● TASK BRIEF: Filter the items below, copying out every line that contains the string "coin". Treat uppercase and lowercase letters as different.
— Start SUPPLIED INFORMATION —
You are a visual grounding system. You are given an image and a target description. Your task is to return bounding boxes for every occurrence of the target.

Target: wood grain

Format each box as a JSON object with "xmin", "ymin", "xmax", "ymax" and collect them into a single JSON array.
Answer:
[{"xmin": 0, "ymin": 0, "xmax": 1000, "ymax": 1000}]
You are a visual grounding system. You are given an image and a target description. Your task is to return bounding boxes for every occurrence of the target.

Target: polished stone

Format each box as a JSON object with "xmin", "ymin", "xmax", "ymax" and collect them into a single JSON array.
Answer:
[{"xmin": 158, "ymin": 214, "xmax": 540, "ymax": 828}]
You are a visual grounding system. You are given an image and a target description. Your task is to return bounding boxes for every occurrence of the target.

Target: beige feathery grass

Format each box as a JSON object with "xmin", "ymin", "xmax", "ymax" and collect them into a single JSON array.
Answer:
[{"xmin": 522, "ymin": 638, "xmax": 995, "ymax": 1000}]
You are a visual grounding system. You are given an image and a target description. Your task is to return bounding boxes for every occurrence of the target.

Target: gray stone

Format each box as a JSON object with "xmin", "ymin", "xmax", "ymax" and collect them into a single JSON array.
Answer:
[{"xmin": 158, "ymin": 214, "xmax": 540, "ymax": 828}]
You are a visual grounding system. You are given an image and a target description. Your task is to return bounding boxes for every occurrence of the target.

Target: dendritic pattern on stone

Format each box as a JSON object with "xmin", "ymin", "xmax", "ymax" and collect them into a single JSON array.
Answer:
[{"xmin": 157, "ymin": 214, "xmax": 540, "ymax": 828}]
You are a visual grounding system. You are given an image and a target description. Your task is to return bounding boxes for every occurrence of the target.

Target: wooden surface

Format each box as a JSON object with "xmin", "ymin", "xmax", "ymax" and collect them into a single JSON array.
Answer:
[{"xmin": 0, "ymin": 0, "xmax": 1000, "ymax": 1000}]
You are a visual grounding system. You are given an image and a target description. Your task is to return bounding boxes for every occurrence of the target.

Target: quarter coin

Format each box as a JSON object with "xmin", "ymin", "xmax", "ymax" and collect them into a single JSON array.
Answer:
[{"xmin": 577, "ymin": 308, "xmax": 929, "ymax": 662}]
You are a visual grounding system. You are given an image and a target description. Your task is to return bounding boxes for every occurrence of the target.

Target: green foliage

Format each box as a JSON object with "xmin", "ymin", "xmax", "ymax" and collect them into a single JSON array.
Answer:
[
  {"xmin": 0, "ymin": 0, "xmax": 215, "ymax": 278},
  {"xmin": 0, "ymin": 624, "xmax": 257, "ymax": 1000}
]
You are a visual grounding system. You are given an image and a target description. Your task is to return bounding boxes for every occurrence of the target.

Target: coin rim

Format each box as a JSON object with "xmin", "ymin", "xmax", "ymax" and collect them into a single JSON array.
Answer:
— End SUPPLIED INFORMATION —
● PROBLEM SOLUTION:
Target: quarter coin
Target: coin rim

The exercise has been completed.